■ **Task to complete**: Give back exactly the lines that start at the one containing "Where can you see the damselfly head" and run to the end of the material, leaving out the pictures.

■ **The data**:
|---|

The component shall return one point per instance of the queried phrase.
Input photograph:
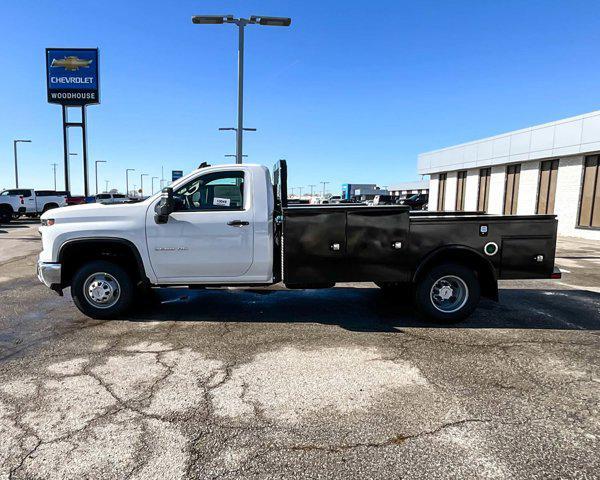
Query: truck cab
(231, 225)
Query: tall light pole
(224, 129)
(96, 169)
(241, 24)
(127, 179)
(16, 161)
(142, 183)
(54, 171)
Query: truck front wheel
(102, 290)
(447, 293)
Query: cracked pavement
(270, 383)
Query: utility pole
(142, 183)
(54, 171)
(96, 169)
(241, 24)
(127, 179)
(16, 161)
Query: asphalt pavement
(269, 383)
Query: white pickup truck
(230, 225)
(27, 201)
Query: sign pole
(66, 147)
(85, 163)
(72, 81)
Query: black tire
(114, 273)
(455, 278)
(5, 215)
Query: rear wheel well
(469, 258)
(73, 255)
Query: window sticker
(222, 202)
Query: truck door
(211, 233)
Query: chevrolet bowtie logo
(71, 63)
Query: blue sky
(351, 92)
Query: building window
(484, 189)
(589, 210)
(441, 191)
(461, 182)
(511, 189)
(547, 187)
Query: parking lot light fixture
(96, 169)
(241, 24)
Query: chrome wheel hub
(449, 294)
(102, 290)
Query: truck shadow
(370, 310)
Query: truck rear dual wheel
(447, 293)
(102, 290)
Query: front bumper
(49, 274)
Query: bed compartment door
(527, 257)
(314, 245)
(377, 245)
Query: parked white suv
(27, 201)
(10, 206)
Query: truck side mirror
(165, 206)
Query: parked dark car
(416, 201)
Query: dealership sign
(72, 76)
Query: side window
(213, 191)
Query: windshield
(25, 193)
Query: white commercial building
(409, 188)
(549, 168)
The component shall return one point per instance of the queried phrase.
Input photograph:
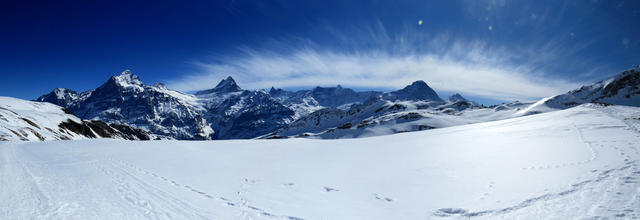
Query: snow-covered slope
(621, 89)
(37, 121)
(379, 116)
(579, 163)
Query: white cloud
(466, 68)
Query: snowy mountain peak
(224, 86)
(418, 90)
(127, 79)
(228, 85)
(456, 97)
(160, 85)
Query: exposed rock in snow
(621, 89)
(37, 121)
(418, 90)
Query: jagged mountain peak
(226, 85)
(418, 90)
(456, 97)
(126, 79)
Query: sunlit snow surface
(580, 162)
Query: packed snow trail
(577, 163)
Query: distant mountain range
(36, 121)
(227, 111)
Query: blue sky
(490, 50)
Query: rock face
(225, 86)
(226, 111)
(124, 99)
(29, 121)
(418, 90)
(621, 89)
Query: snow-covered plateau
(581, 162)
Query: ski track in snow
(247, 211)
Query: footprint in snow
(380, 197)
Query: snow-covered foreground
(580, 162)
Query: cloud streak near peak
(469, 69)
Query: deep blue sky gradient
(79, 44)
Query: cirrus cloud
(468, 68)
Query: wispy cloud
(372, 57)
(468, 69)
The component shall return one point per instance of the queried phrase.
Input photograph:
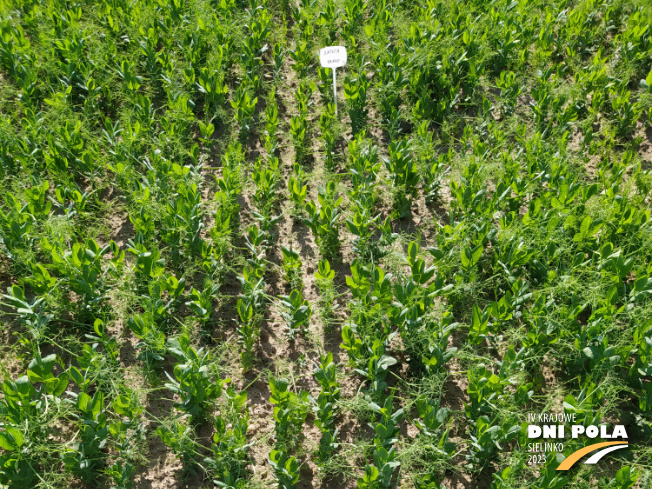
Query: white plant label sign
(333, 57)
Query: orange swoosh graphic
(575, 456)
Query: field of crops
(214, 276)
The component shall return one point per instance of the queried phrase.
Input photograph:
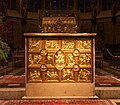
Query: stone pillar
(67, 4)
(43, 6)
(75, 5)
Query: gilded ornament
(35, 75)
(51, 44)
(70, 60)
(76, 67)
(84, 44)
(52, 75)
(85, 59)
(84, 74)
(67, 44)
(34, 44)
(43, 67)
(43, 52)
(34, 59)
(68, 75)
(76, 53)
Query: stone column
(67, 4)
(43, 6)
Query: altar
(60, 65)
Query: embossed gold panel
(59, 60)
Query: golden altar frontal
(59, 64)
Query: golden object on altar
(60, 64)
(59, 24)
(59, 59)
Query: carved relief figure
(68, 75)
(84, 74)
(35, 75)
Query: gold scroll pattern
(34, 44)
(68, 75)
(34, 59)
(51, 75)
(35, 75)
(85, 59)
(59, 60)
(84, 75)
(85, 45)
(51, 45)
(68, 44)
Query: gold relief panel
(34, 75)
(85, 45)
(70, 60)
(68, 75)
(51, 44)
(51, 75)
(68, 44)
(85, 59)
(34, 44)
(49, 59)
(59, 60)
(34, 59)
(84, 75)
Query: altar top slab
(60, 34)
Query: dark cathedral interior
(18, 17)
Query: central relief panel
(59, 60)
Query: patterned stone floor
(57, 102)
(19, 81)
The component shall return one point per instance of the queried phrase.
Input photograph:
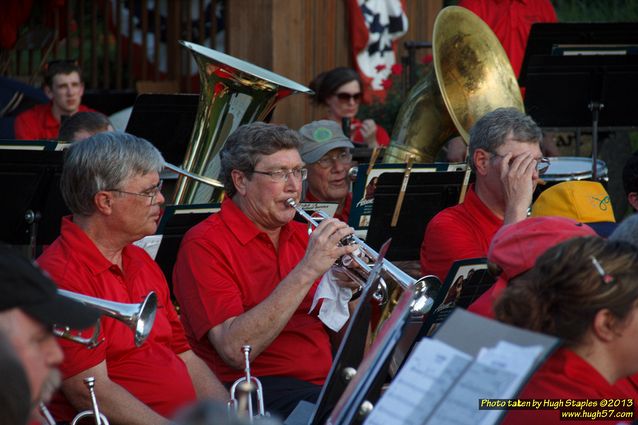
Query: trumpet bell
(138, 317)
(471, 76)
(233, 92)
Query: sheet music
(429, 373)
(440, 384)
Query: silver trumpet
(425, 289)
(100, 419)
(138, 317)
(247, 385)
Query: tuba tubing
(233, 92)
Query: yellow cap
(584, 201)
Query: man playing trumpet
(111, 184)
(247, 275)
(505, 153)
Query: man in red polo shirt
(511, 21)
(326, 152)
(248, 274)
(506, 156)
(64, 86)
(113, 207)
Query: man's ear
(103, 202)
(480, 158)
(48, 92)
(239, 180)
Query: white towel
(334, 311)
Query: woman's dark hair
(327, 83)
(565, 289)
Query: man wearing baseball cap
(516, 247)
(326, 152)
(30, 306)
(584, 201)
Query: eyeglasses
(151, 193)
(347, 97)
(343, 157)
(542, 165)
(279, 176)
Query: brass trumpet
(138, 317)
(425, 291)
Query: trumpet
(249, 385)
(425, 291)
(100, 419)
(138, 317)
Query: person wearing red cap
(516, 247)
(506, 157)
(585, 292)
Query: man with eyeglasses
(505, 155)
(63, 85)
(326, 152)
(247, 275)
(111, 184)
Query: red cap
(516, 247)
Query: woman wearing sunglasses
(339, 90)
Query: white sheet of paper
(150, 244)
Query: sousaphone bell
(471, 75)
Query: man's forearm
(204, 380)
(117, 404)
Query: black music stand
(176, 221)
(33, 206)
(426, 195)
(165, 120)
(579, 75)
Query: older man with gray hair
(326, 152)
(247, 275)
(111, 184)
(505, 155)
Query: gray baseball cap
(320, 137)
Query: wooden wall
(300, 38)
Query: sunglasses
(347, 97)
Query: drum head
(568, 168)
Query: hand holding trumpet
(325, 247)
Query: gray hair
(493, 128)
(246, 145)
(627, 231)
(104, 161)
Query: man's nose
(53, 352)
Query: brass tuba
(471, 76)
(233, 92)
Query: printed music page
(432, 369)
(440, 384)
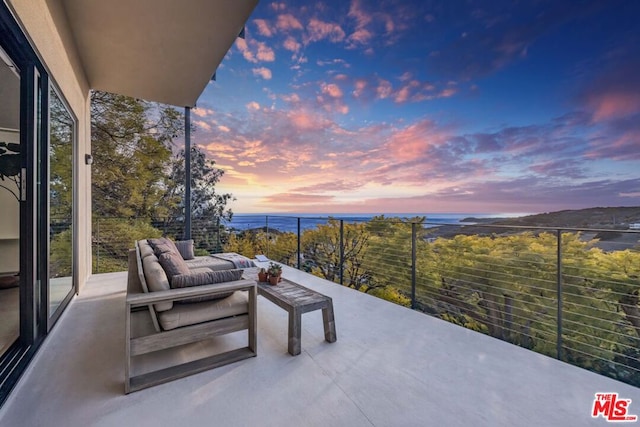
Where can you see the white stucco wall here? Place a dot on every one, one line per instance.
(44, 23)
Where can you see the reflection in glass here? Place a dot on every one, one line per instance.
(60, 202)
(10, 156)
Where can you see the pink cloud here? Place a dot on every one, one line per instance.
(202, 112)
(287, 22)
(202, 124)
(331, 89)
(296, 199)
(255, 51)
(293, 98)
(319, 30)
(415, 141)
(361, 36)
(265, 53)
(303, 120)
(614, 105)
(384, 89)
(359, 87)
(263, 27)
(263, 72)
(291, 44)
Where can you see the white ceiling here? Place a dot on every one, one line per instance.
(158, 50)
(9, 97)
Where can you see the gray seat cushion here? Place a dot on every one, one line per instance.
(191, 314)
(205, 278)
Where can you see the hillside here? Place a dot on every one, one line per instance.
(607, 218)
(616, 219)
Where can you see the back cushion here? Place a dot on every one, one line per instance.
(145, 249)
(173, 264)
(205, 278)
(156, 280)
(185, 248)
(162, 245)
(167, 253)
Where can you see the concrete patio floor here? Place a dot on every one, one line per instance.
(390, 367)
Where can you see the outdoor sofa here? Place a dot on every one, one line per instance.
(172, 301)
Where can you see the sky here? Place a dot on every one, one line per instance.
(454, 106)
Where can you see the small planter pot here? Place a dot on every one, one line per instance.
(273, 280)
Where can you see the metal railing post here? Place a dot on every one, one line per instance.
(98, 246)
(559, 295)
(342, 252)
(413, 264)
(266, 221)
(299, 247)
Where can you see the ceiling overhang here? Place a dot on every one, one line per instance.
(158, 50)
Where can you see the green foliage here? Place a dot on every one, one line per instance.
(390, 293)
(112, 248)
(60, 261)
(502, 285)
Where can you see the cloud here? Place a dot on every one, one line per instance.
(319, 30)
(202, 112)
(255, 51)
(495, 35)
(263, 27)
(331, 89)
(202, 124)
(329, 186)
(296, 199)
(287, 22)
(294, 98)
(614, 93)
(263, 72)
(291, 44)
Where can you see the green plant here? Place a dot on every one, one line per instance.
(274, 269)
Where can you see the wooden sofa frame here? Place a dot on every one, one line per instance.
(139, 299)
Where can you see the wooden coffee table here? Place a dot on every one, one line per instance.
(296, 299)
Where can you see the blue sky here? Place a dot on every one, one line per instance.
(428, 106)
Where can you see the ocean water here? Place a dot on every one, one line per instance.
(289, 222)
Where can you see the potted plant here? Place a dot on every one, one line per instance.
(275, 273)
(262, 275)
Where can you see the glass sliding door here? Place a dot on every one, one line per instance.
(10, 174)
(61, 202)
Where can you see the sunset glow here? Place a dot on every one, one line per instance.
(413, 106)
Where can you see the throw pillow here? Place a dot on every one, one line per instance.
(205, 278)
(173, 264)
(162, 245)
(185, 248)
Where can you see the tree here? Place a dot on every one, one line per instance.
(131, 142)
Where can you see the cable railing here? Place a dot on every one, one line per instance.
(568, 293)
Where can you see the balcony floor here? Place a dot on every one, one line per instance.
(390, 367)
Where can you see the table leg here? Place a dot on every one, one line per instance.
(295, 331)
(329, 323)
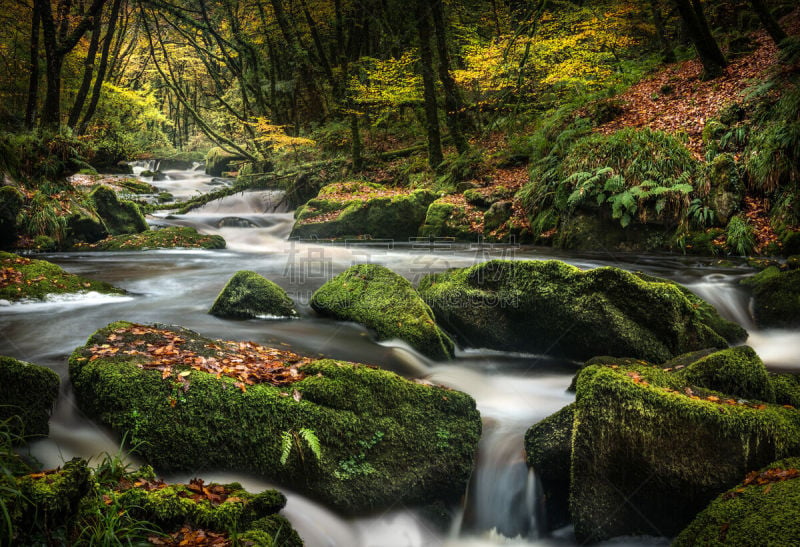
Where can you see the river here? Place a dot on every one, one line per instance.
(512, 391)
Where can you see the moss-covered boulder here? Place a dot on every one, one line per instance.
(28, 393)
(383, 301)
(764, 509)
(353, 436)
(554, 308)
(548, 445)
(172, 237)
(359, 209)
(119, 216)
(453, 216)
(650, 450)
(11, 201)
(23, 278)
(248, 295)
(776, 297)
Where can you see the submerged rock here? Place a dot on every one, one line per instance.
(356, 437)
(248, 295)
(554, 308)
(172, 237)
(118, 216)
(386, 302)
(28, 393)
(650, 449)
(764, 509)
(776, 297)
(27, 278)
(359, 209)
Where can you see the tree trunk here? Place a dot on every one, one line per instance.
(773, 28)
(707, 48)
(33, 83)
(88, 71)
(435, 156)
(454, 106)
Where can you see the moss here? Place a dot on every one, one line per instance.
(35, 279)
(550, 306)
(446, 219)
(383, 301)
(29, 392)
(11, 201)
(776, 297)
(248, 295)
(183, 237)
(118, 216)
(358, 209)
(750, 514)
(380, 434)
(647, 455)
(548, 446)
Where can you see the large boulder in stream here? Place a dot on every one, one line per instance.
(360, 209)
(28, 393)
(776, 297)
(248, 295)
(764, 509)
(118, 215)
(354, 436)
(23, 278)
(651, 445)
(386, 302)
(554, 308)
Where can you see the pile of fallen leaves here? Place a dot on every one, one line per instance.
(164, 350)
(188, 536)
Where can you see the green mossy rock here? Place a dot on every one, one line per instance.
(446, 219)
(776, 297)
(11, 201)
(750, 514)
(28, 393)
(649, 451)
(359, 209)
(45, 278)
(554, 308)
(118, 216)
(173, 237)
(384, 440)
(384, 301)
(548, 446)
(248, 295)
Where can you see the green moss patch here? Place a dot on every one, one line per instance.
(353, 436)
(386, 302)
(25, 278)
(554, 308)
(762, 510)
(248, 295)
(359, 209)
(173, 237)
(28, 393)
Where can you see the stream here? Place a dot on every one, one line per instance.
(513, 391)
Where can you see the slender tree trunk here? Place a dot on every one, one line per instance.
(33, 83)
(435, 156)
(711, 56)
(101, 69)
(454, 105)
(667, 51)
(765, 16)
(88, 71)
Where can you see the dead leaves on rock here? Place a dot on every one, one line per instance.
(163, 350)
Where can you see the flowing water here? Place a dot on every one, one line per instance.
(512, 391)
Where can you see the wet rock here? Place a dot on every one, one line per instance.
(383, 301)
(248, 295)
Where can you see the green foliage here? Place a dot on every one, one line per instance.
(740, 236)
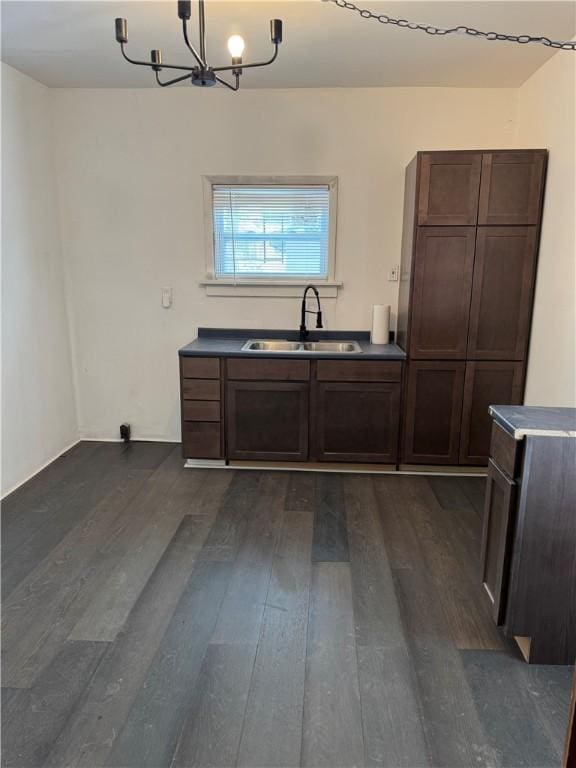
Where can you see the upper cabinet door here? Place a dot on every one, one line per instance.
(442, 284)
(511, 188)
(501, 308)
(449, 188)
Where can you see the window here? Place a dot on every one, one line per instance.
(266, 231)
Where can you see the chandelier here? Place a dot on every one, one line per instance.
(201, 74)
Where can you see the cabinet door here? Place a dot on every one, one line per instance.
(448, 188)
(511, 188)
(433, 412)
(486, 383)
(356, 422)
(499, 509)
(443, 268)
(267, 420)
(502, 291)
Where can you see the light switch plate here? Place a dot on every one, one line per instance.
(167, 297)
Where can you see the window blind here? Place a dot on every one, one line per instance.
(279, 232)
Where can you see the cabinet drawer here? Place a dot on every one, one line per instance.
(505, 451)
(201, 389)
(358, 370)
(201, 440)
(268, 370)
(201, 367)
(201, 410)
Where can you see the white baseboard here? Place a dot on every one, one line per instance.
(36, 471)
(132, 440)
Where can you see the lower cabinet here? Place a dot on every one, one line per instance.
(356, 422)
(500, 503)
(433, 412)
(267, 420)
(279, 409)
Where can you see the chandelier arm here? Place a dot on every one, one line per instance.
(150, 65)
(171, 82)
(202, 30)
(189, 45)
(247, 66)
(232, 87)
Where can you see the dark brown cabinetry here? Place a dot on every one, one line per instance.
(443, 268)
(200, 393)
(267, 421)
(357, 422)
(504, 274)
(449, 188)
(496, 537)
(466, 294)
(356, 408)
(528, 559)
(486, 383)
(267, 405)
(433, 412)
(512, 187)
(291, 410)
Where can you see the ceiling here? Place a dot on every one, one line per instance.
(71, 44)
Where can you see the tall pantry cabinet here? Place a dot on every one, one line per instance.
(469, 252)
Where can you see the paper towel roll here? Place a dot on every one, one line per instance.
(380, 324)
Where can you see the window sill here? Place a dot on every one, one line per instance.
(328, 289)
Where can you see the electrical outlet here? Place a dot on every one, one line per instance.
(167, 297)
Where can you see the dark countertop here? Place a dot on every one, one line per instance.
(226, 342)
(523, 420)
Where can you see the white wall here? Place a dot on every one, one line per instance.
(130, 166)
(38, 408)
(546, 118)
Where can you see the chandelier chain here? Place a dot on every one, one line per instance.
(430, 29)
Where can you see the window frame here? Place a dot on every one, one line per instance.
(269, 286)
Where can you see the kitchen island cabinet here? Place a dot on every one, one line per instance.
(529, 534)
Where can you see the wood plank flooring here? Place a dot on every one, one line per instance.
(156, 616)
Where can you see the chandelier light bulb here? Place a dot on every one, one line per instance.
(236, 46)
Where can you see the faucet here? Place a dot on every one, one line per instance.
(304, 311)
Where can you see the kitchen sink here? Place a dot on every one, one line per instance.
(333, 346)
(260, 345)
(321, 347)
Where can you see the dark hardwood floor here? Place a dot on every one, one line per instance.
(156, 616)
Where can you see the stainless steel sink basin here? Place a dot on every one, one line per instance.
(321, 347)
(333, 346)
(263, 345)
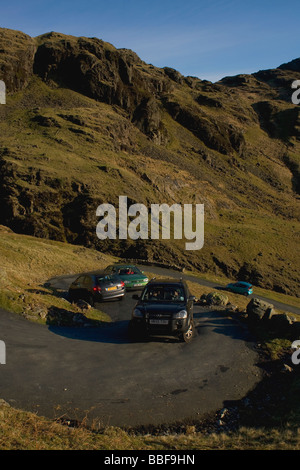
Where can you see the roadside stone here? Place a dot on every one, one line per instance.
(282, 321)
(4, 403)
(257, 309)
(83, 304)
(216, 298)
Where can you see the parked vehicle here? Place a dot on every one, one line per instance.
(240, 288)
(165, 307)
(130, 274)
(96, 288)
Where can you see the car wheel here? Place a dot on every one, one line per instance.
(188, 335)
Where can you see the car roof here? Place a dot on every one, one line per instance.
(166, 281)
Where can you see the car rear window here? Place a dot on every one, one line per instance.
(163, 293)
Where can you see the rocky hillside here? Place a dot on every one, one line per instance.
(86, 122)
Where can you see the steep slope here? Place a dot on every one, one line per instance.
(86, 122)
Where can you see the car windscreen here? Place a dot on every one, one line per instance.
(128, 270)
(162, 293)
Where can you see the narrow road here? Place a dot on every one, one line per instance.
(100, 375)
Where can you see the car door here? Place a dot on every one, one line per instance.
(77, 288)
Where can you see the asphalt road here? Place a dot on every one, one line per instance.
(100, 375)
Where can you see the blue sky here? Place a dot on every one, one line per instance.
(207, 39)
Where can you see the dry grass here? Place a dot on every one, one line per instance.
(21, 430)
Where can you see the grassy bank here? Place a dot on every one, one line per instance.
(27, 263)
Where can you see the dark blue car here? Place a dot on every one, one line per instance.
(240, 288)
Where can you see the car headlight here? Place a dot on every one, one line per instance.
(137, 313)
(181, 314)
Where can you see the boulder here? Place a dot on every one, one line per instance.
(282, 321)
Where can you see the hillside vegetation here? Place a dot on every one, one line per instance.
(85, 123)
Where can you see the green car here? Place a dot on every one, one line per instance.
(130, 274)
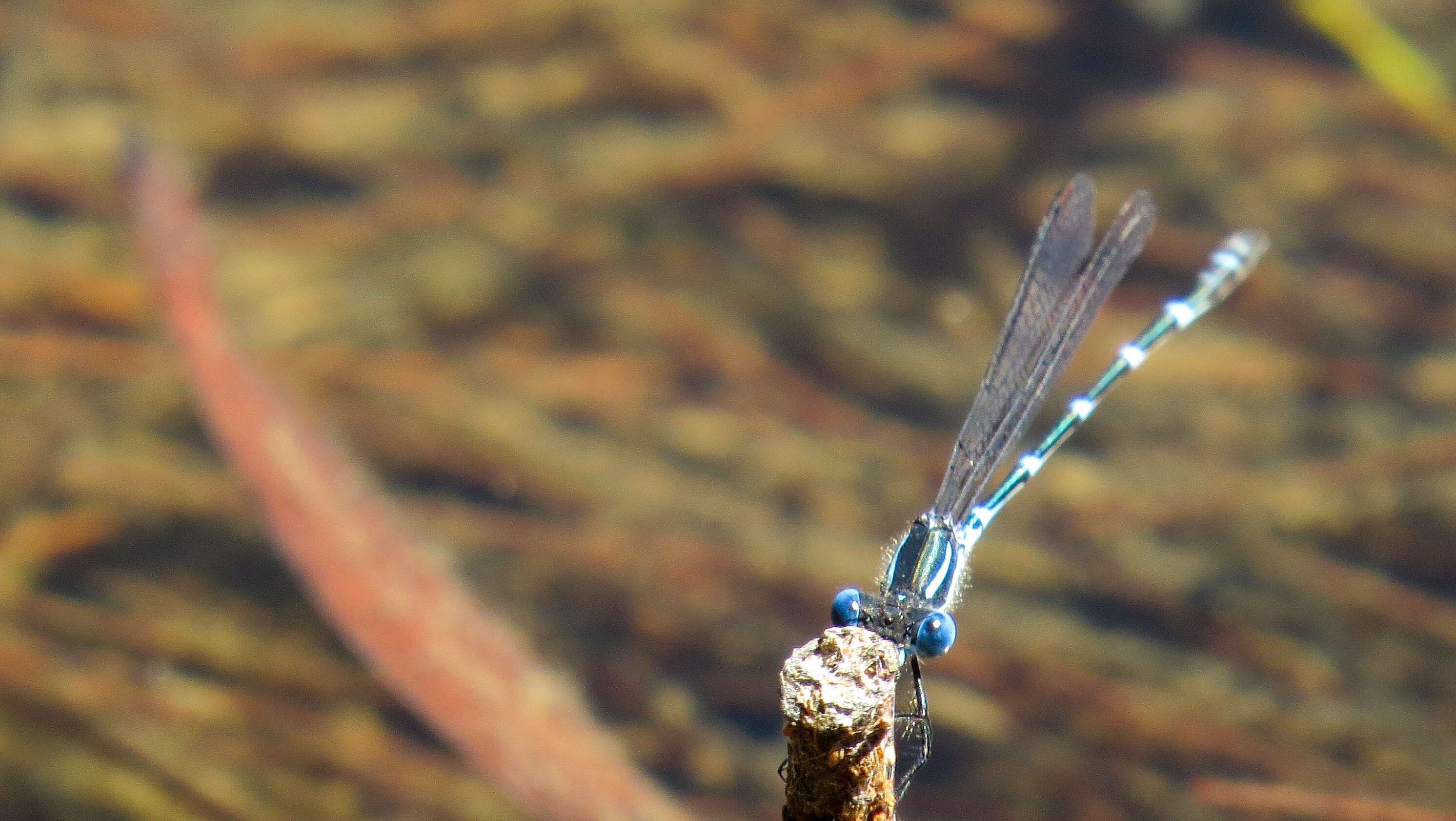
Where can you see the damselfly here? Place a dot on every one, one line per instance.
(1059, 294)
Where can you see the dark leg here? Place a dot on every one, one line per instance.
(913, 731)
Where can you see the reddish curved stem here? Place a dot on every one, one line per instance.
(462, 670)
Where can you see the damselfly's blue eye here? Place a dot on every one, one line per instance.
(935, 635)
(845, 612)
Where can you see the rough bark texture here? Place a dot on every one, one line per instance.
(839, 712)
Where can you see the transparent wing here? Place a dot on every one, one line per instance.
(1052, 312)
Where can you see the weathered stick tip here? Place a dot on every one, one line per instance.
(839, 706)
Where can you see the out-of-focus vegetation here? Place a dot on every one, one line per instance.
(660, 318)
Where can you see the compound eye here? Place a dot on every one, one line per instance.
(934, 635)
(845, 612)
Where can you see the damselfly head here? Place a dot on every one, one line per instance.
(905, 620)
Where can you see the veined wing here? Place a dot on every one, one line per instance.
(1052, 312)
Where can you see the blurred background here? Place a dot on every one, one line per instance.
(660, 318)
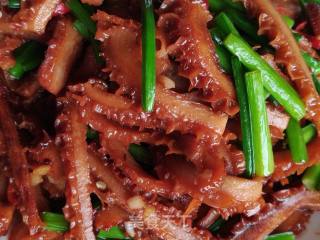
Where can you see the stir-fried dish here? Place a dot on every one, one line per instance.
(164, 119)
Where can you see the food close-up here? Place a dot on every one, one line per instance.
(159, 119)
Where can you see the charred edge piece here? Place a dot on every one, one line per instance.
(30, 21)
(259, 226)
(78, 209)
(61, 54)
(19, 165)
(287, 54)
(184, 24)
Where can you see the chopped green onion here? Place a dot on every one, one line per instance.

|---|

■ **Output of the exercise**:
Where can you see the damselfly head here? Place a dot on every one, one line per instance.
(905, 620)
Where can you see the veined wing here? Place a dot on every one, one line per instance.
(1052, 312)
Where can you see the blurred background here? Place a dot on every one, one line per instance.
(660, 318)
Where can you see the stir-fried dish here? Place a dot on every one, one line per instance.
(164, 119)
Where can you see the food close-up here? Place a dot on every one, one line per instance.
(159, 119)
Where can you see the charred edge piece here? Place a dot on every one, one line per instance.
(30, 21)
(259, 226)
(78, 209)
(61, 54)
(19, 165)
(287, 54)
(184, 24)
Where can you see the chopped green onion here? Place a dot on every one, one line per instance.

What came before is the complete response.